- [AIM OF THE TASK]: The whole of the data is to be duplicated precisely.
*** Block opens ***
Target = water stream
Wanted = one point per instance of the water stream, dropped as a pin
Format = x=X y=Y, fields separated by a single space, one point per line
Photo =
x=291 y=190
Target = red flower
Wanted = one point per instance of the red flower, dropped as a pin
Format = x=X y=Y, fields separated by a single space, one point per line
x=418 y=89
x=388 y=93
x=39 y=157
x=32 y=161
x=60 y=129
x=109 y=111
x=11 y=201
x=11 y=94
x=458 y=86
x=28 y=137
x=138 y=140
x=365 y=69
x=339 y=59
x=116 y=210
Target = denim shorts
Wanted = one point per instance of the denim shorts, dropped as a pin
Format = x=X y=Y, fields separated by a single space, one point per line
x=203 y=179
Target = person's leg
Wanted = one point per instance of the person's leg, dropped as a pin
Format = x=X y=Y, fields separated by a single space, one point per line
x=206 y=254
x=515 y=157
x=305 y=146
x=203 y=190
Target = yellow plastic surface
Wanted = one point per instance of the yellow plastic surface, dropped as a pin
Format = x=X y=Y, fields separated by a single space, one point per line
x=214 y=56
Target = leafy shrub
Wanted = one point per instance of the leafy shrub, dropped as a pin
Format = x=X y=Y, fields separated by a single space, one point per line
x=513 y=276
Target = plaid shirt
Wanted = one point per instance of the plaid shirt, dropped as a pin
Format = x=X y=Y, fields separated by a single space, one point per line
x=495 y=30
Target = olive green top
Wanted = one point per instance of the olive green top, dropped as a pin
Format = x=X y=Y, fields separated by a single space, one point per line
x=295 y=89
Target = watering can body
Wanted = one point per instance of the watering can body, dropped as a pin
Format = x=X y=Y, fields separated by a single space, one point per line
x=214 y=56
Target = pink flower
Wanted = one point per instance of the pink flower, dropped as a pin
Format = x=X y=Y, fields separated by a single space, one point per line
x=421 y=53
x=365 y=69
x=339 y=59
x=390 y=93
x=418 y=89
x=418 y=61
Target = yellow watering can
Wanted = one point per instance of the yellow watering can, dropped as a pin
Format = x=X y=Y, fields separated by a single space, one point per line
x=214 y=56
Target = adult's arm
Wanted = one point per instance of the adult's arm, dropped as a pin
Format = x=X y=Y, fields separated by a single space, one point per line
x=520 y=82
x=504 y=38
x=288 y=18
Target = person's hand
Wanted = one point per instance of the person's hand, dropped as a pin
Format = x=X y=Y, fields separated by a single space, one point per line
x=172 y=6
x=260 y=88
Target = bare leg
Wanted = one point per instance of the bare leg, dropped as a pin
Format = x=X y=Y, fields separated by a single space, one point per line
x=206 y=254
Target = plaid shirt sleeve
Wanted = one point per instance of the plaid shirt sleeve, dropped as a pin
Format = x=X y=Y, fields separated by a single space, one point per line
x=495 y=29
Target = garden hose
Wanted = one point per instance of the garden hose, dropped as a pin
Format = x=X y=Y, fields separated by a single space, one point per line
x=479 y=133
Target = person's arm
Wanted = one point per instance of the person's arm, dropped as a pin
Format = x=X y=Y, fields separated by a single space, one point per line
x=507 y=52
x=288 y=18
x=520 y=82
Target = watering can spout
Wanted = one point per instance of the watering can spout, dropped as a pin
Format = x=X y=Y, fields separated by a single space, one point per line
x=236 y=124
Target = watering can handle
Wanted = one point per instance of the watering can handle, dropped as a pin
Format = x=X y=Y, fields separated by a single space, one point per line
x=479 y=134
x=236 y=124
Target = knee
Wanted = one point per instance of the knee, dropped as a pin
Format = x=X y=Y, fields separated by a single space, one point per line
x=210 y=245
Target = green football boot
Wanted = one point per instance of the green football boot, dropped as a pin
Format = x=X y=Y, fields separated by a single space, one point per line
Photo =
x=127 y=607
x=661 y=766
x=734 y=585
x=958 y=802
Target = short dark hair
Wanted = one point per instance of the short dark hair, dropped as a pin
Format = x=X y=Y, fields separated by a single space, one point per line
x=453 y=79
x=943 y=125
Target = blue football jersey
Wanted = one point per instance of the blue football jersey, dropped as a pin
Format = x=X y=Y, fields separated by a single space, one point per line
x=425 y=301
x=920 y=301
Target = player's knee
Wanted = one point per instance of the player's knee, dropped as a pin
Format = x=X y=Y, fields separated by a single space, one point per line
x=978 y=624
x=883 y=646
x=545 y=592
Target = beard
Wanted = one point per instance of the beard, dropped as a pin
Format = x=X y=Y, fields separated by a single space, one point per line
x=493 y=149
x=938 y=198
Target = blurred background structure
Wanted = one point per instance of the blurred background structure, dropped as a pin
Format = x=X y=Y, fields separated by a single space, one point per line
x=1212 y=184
*** Block closes ***
- [YOUR RESPONSE]:
Target = water stream
Wanted = one point per instance of the water stream, dropped as a pin
Format = x=X y=Y, fields separated by a single space, one point per line
Photo =
x=291 y=190
Target = red flower
Wanted = one point per instance of the red flower, dropped as a pin
Format = x=X y=Y, fields separated by a single space, one point per line
x=418 y=89
x=388 y=93
x=39 y=157
x=32 y=161
x=60 y=129
x=109 y=111
x=11 y=201
x=11 y=94
x=458 y=86
x=28 y=137
x=138 y=140
x=365 y=69
x=339 y=59
x=116 y=210
Target = denim shorts
Wanted = one point per instance of the denim shorts, dropped as a pin
Format = x=X y=Y, fields separated by a single space, one point per line
x=203 y=179
Target = person's leg
Wanted = one point per instance of the person's leg, dropped as a pin
Format = x=X y=Y, fields separated by a single space, one point per line
x=206 y=254
x=515 y=157
x=305 y=146
x=203 y=190
Target = yellow plastic surface
Wanted = one point per instance of the yellow plastic surface, dropped as a pin
Format = x=X y=Y, fields separated by a single space, one point per line
x=214 y=56
Target = leafy shrub
Wanted = one point per instance of the leafy shrub, dropped as a pin
Format = x=X y=Y, fields separated by a single space, one point per line
x=513 y=276
Target = plaid shirt
Wanted = one point per instance of the plaid shirt, dropped as a pin
Format = x=X y=Y, fields separated by a single space, one point per line
x=495 y=30
Target = olive green top
Wanted = one point per instance of the olive green top, dropped as a pin
Format = x=X y=Y, fields separated by a single space, one point per line
x=295 y=89
Target = watering can body
Wanted = one point per instance of the watering can body, dropped as a pin
Format = x=X y=Y, fields separated by a single space, one point per line
x=214 y=56
Target = pink flower
Wanted = one point per instance of the pink flower, dropped as a pin
Format = x=X y=Y, fields separated by a single space, one point per line
x=421 y=53
x=365 y=69
x=339 y=59
x=390 y=93
x=418 y=89
x=418 y=61
Target = yellow watering can
Wanted = one point per instance of the yellow watering can, dropped as a pin
Format = x=X y=Y, fields separated by a single space, one point per line
x=214 y=56
Target = adult's arm
Wanted = one point per instance of the adult's arm, dropped as a pin
Format = x=X y=Y, fields separated by a single space, one point per line
x=520 y=82
x=504 y=38
x=288 y=18
Target = person's hand
Wanted = one point per instance of the person's hand, dropped as a pin
Format = x=X y=Y, fields separated by a single space, one point per line
x=172 y=6
x=260 y=88
Target = bare leg
Wanted = one point per instance of the bare leg, dropped as a pin
Format = x=X y=Y, fields separated by a single space, one point per line
x=206 y=254
Target = plaid shirt sleeve
Wanted = one point per instance of the plaid shirt sleeve, dropped as a pin
Format = x=X y=Y, fields separated by a single space, one point per line
x=495 y=29
Target = garden hose
Wanted = one point per instance of the garden hose, dropped as a pin
Format = x=X y=Y, fields separated by a single space, one point per line
x=479 y=133
Target = person's arm
Wanted = one point per instance of the person's arm, dropped as a pin
Format = x=X y=Y, fields separated by a single space, one point per line
x=507 y=52
x=288 y=18
x=520 y=82
Target = watering can spout
Wanted = one point per instance of the watering can spout, dropped as a pin
Format = x=X y=Y, fields separated by a single space, one point per line
x=236 y=124
Target = watering can handle
Wanted = one point per instance of the watering can handle, dropped as a pin
Format = x=X y=Y, fields separated by a single space, one point per line
x=479 y=134
x=236 y=124
Target = knee
Wanted = one point per instance of the knee, dropped as a pin
Format = x=X y=Y, fields separated by a single space, one point per line
x=210 y=245
Target = green football boot
Wanted = one point per instance of the green football boot, dropped as a pin
Format = x=X y=Y, fields separated by a single space, one point per line
Photo =
x=127 y=607
x=661 y=766
x=734 y=585
x=958 y=802
Target = short dark hair
Wanted = one point per instance of the short dark hair, dropped as a pin
Format = x=X y=Y, fields separated by a single space, one point per line
x=453 y=79
x=943 y=125
Target = blue football jersey
Wanted = one point per instance of the blue football jersey, dropped as a pin
Format = x=X y=Y, fields separated by a single space, one point per line
x=425 y=301
x=920 y=301
Target = player's knee
Wanted = one point per instance of the player's knee, dropped as a pin
Format = x=X y=Y, fields separated by a single space, one point per line
x=978 y=624
x=883 y=646
x=545 y=592
Target = beard
Wanted = one point per instance of the beard, dropped as a pin
Format = x=X y=Y, fields separated by a single space, one point per line
x=493 y=149
x=938 y=198
Target = blurred background structure
Wanted = one point per instance of the blurred background structure, dropped as a pin
Format = x=X y=Y, fields separated by a single space, one point per line
x=1212 y=184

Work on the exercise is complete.